● Page extract
Notice of such meeting need not be given. If such meeting is held at any other
time or place, notice thereof must be given as hereinafter provided for special
meetings of the Board of Directors, subject to the execution of a waiver of the
notice thereof signed by, or the attendance at such meeting of, all Directors
who may not have received such notice.

     Section 7.  Regular Meetings.  Regular meetings of the Board of Directors
may be held, without notice, at such time and place, within or without the State
of Delaware, as shall from time to time be determined by resolution of the Board
of Directors. At such meetings, the Board of Directors may transact such
business as may be brought before the meeting.

● Task 1
Summarize the passage on board meetings in two sentences.

● Information supplied
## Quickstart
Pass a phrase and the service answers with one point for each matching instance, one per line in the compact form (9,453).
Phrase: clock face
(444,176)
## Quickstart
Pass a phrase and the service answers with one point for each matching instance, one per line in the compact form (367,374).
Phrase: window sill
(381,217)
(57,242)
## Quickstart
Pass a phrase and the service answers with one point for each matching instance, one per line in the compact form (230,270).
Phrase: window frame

● Task 2
Turn every line of the listing into a Markdown table with the columns Row and Line, numbering the rows in order and leaving out blank lines.

● Complete response 1
If a board meeting is held at another time or place, notice must be given as provided for special meetings, unless every Director who did not receive notice signs a waiver or attends. Regular meetings of the Board of Directors may be held without notice at a time and place, within or outside Delaware, set by board resolution, and the board may transact any business brought before them.

● Complete response 2
| Row | Line |
|---|---|
| 1 | ## Quickstart |
| 2 | Pass a phrase and the service answers with one point for each matching instance, one per line in the compact form (9,453). |
| 3 | Phrase: clock face |
| 4 | (444,176) |
| 5 | ## Quickstart |
| 6 | Pass a phrase and the service answers with one point for each matching instance, one per line in the compact form (367,374). |
| 7 | Phrase: window sill |
| 8 | (381,217) |
| 9 | (57,242) |
| 10 | ## Quickstart |
| 11 | Pass a phrase and the service answers with one point for each matching instance, one per line in the compact form (230,270). |
| 12 | Phrase: window frame |